* Trecho do documento
· · · ·

Parte de Cremona foi fechada para projeto de digitalização dos sons caraterísticos de instrumentos dos séculos XVII e XVIII

CREMONA, Itália – Florencia Rastelli ficou mortificada. Como uma barista experiente, ela nunca havia derramado uma única xícara de café, garante. Mas recentemente, quando limpava o balcão do Chiave di Bacco, o café onde trabalha, ela derrubou um copo e ele quebrou ruidosamente no chão.

Todos os clientes ficaram parados, petrificados, recorda.

— Na hora pensei: de todos os dias, tinha que ser hoje — diz. — Até um policial apareceu me pedindo para manter o silêncio. Fiquei muito envergonhada.

As pessoas de Cremona estão sensíveis ao barulho esses dias. A polícia isolou as ruas do movimentado centro da cidade e o tráfego foi desviado. Durante uma coletiva de imprensa recente, o prefeito da cidade, Gianluca Galimberti, implorou aos cidadãos de Cremona que evitassem quaisquer sons súbitos e desnecessários.

Isso porque ficam em Cremona as oficinas de alguns dos melhores fabricantes de instrumentos do mundo, incluindo Antonio Stradivari, que nos séculos XVII e XVIII produziu alguns dos melhores violinos e violoncelos de todos os tempos. A cidade está apoiando um ambicioso projeto de registrar digitalmente os sons dos instrumentos Stradivarius para a posteridade, além de outros de Amati e Guarneri del Gesù, outros dois famosos artesãos locais. E isso significa ficar quieto.

Um Stradivarius representa o auge da engenharia de som, e ninguém foi capaz de reproduzir seus tons únicos. Fausto Cacciatori, curador do Museo del Violino de Cremona, está ajudando com o projeto. Segundo ele, cada Stradivarius tem “sua própria personalidade”. No entanto, acrescenta ele, seus sons característicos “inevitavelmente mudarão” e poderiam até ser perdidos em algumas décadas.

 Faz parte do ciclo de vida deles — explica. — Nós os preservamos e restauramos, mas depois que atingem uma certa idade, eles se tornam frágeis demais para serem tocados e “dormem “, por assim dizer.

‘Imortalizando o melhor instrumento já criado’

Gabriele Schiavi, 31, toca um violino criado por Giuseppe Guarneri numa sessão no Museo del Violino, em Cremona, Itália Foto: ISABELLA DE MADDALENA / NYT

Para que as futuras gerações não deixem de ouvir os instrumentos, três engenheiros de som estão produzindo o “Stradivarius Sound Bank” — um banco de dados que armazena todos os sons possíveis que quatro instrumentos selecionados da coleção do Museo del Violino podem produzir.

Um dos engenheiros, Mattia Bersani, disse que os sons no banco de dados poderiam ser manipulados com software para produzir novas gravações quando o tom dos instrumentos originais se degradasse. Os músicos do futuro seriam capazes de “gravar uma sonata com um instrumento que não funciona mais”, diz ele.

· · · ·

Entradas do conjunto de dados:
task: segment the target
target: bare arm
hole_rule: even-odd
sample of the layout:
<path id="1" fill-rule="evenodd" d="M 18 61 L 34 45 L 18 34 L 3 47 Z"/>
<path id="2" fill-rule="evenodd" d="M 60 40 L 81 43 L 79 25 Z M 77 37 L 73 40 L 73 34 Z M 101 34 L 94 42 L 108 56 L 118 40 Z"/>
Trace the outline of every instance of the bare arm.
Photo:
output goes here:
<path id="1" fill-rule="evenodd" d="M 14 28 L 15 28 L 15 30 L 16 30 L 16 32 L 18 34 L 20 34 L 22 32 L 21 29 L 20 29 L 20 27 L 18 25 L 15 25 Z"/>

· · · ·

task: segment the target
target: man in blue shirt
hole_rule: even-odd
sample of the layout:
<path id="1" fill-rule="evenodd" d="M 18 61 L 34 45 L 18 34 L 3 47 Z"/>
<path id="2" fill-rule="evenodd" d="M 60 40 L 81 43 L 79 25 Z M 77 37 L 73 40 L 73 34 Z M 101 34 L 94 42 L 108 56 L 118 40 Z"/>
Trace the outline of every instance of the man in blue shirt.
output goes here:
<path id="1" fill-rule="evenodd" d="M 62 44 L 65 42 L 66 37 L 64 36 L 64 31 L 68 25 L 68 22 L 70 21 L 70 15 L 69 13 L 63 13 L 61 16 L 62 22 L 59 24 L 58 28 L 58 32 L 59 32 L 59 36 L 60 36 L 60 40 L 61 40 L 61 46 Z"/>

· · · ·

* Desafio 1
Segundo o trecho sobre a gravação dos instrumentos em Cremona, qual é o nome do banco de dados que os engenheiros de som estão produzindo?
* Desafio 2
Filtre os registros e copie cada linha que contém a palavra "Trace".
Os registros não têm nenhuma relação com o trecho.

* Resposta completa 1
Stradivarius Sound Bank.

* Resposta completa 2
Trace the outline of every instance of the bare arm.
Trace the outline of every instance of the man in blue shirt.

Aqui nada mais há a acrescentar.